- Opening Delimiter -

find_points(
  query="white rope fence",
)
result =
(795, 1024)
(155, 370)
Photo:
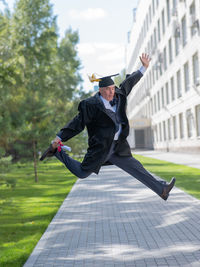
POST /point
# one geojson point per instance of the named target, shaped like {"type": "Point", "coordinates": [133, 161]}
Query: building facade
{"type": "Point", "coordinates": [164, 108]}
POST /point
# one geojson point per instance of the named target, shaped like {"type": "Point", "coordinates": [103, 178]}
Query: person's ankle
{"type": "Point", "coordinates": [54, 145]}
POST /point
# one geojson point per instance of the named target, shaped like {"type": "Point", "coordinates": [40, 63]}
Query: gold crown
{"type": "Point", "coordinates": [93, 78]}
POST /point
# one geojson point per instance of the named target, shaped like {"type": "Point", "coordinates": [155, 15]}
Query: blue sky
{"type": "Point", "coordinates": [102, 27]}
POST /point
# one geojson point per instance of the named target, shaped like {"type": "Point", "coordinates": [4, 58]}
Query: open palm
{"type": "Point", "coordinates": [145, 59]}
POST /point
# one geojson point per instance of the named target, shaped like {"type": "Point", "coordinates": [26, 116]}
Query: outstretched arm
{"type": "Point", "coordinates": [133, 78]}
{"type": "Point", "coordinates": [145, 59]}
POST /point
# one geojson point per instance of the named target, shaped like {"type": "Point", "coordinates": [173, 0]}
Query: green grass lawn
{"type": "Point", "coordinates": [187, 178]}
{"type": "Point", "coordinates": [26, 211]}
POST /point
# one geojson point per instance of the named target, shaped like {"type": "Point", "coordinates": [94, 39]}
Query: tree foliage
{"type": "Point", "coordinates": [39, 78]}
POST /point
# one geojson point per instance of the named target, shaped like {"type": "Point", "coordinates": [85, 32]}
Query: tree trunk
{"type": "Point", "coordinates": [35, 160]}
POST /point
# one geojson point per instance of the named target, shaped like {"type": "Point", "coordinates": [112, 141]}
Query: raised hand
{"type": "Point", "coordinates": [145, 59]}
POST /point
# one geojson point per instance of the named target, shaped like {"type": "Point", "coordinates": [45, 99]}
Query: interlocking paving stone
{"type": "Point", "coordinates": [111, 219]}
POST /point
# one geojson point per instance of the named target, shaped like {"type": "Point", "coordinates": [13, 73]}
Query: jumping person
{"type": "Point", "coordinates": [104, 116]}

- Closing Delimiter -

Problem details |
In the listing above, find the line with "Query: interlocking paving stone", then copy it and every later line exactly, through the last line, and nothing else.

Result of this task |
Query: interlocking paving stone
{"type": "Point", "coordinates": [111, 219]}
POST /point
# one geojson point per instance of the named target, shaped like {"type": "Point", "coordinates": [13, 73]}
Query: jumping person
{"type": "Point", "coordinates": [104, 116]}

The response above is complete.